* start Information supplied *

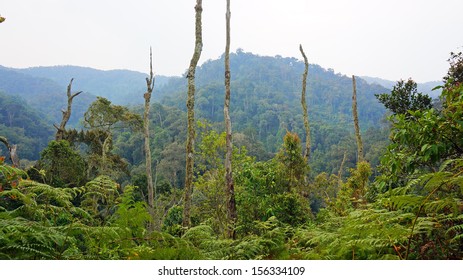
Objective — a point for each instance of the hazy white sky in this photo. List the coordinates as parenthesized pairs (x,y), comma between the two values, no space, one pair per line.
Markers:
(391,39)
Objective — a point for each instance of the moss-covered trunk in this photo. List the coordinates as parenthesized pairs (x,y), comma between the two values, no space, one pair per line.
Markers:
(190,104)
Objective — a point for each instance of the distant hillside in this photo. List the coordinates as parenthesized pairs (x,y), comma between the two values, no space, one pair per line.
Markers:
(23,126)
(422,87)
(119,86)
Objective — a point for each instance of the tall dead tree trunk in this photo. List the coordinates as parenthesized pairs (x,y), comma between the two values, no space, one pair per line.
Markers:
(191,116)
(230,188)
(304,105)
(356,121)
(146,135)
(66,113)
(12,151)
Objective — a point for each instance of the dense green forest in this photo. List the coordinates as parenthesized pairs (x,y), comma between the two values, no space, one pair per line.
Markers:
(84,195)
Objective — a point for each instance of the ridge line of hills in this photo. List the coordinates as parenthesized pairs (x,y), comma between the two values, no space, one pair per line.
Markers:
(265,100)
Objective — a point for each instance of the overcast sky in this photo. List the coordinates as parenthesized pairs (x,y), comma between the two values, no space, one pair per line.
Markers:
(391,39)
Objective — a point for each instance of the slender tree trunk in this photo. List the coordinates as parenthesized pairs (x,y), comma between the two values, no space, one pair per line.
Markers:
(191,116)
(356,121)
(146,135)
(341,169)
(12,151)
(304,106)
(230,189)
(66,113)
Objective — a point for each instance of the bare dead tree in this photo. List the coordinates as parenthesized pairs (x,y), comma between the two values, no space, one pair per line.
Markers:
(230,188)
(304,105)
(356,121)
(146,135)
(191,117)
(341,169)
(66,113)
(12,149)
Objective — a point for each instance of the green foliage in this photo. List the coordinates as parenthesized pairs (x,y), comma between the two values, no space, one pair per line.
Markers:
(131,216)
(404,97)
(423,140)
(292,165)
(455,72)
(268,243)
(63,166)
(99,198)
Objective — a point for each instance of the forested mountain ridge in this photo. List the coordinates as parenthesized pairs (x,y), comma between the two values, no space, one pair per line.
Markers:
(120,86)
(43,94)
(85,198)
(265,100)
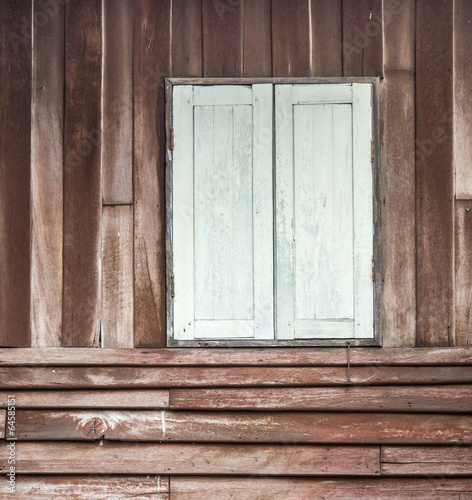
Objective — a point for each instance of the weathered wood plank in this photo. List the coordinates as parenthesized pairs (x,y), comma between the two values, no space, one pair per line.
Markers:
(117,276)
(362,38)
(163,377)
(117,154)
(47,179)
(140,458)
(420,460)
(291,50)
(462,272)
(434,173)
(15,173)
(249,488)
(93,487)
(454,398)
(151,62)
(244,427)
(82,174)
(221,30)
(135,399)
(397,201)
(233,357)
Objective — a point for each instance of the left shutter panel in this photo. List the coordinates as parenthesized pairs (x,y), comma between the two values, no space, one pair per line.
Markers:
(222,214)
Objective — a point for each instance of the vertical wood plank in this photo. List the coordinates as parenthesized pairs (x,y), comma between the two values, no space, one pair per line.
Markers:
(117,168)
(362,38)
(82,176)
(117,277)
(463,272)
(47,179)
(291,39)
(151,54)
(257,50)
(186,38)
(462,98)
(222,54)
(15,172)
(326,33)
(434,173)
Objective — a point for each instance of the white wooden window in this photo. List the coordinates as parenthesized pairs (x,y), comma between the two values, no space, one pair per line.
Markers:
(271,212)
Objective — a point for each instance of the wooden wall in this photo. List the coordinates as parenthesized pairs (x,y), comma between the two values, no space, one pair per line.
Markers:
(82,151)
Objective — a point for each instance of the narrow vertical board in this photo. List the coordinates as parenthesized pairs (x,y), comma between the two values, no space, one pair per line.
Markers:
(82,176)
(397,198)
(47,180)
(291,38)
(117,168)
(463,273)
(117,276)
(462,98)
(151,56)
(15,172)
(362,38)
(186,38)
(434,172)
(257,49)
(326,36)
(222,47)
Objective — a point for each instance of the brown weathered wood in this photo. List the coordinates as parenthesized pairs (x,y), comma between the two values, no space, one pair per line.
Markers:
(151,64)
(434,173)
(421,460)
(15,173)
(244,427)
(163,377)
(397,202)
(140,458)
(117,168)
(256,38)
(93,487)
(291,49)
(47,179)
(136,399)
(249,488)
(233,357)
(187,38)
(82,173)
(117,276)
(362,38)
(462,99)
(463,272)
(445,399)
(326,26)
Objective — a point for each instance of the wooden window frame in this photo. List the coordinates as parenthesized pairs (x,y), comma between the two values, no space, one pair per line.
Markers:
(376,341)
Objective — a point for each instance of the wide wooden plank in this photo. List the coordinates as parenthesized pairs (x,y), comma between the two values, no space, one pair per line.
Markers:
(462,272)
(93,487)
(421,460)
(47,179)
(221,31)
(15,173)
(249,488)
(434,173)
(82,174)
(117,147)
(128,377)
(151,63)
(117,276)
(244,427)
(453,398)
(140,458)
(243,357)
(292,47)
(135,399)
(362,38)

* end Information supplied *

* [Goal of the exercise]: Without the pictures, output the full listing exactly as it stands.

* [Response to the task]:
Objective — a point for each instance of the hazy white sky in this photo. List the coordinates as parenthesized pairs (x,y), comma between the two values, no space, one pair per line.
Markers:
(391,39)
Objective — a point for each instance of the moss-covered trunk in this photo. List the coordinates as parenthesized pairs (x,y), comma between the two values, no space, one pair per line.
Markers:
(190,104)
Objective — a point for each instance of the distant hillside in this photo. List the coordinates as parenthesized pairs (x,y), comma between the two values, no space, one pair per line.
Markers:
(23,126)
(422,87)
(119,86)
Objective — a point for each instance of the tall dead tree trunk in this photo. List the coordinates as parenthesized pairs (x,y), comma between the two values, no space, one pair per line.
Markers:
(191,116)
(230,188)
(304,105)
(356,121)
(146,135)
(66,113)
(12,151)
Objective — a point for each instance of the dense green forest in this photo. List the coordinates as parenthesized pairs (x,y), comma between the two values, no space, one pair per line.
Markers:
(84,195)
Objective — a point for each instance of the ridge line of hills in this photo. List the coordinates as parenthesized pairs (x,y), comma between the two values, no space, one pair per line.
Markers:
(265,100)
Objective — a point for each instance of the overcast sky in this photo. List the coordinates as parenthesized pairs (x,y), comma between the two values, no space, one pair per line.
Markers:
(391,39)
Objective — a point for each instance of the slender tree trunk in this photo. List the coordinates as parenthesized pairs (x,y), comma between the two values, no space, one pair per line.
Markers:
(191,116)
(356,121)
(146,135)
(341,169)
(12,151)
(304,106)
(230,189)
(66,113)
Objective — a point for each instance of the bare dead tree in this photo. List the coordinates as parenthesized pairs (x,y), comma between the two values, no space, one pair per line.
Markers:
(230,188)
(304,105)
(356,121)
(146,135)
(191,117)
(341,169)
(66,113)
(12,149)
Objective — a point for each instance of the green foliage in this photo. List the coordinates as parenthesized pairs (x,y), comma between the two values, no space, one pair per line.
Markers:
(131,216)
(404,97)
(423,140)
(292,165)
(455,72)
(268,243)
(63,166)
(99,198)
Objective — a point for each instance of the forested mountain ridge in this photo. List the coordinates as parenthesized pairs (x,y), comma between the two values, no space, one pair per line.
Markers:
(120,86)
(43,94)
(85,198)
(265,100)
Objective — a point for each instance of the weathered wood plank in this photo. List the coordinates as parenthesized pairs (x,y), comma between the two values, no space, one pair per line.
Markers:
(117,276)
(362,38)
(163,377)
(117,154)
(47,179)
(140,458)
(420,460)
(291,50)
(462,272)
(434,173)
(15,173)
(249,488)
(93,487)
(454,398)
(151,62)
(244,427)
(82,174)
(221,30)
(135,399)
(397,201)
(233,357)
Objective — a point for each instance of the left shutter panel in this photo. List the coordinates as parenthesized pairs (x,y), comma between the two values, no space, one pair per line.
Markers:
(222,214)
Objective — a point for each instance of the vertical wood plank in this photo. List the coordinates as parenthesized pairs (x,y), comma between the two values, no space, one pair per line.
Markers:
(117,168)
(362,38)
(82,176)
(117,277)
(463,272)
(47,179)
(291,39)
(151,54)
(257,50)
(186,38)
(462,98)
(222,54)
(15,172)
(326,33)
(434,173)
Objective — a point for each instance of the white wooden window in this photo. List the coordinates as parenthesized pairs (x,y), comma between the two values, no space, one pair per line.
Markers:
(271,212)
Objective — a point for each instance of the wooden wall in this photo. List the coordinates as parenthesized pairs (x,y), comma between the two values, no space, one pair per line.
Markers:
(82,151)
Objective — a point for each instance of the narrow vertical board in this photo. List the coordinates as parenthesized pairs (x,y), comma between the two values, no space, one pair per line.
Markers:
(82,176)
(397,198)
(47,180)
(291,38)
(117,168)
(463,273)
(117,276)
(462,98)
(151,56)
(15,172)
(362,38)
(186,38)
(434,172)
(257,49)
(326,36)
(222,47)
Objective — a point for each instance of the brown weathered wood in this photo. List the coordinates as parenthesized pairs (x,y), comma between the two values, no space, one pair per line.
Markers:
(151,64)
(434,173)
(421,460)
(15,173)
(244,427)
(163,377)
(397,202)
(140,458)
(117,168)
(256,38)
(93,487)
(291,49)
(47,179)
(136,399)
(249,488)
(233,357)
(187,38)
(82,173)
(117,276)
(362,38)
(462,99)
(463,272)
(445,399)
(326,26)
Objective — a point for each instance of the wooden window frame in this photo. List the coordinates as parenthesized pairs (x,y), comma between the two values, no space, one pair per line.
Markers:
(376,341)
Objective — a point for each instance of the wide wooden plank in this photo. List the coordinates as parenthesized pairs (x,y), comma between the two values, no space, one pair per line.
Markers:
(462,272)
(93,487)
(421,460)
(47,179)
(221,31)
(15,173)
(249,488)
(434,173)
(82,174)
(117,147)
(128,377)
(151,63)
(117,276)
(244,427)
(453,398)
(140,458)
(243,357)
(292,47)
(135,399)
(362,38)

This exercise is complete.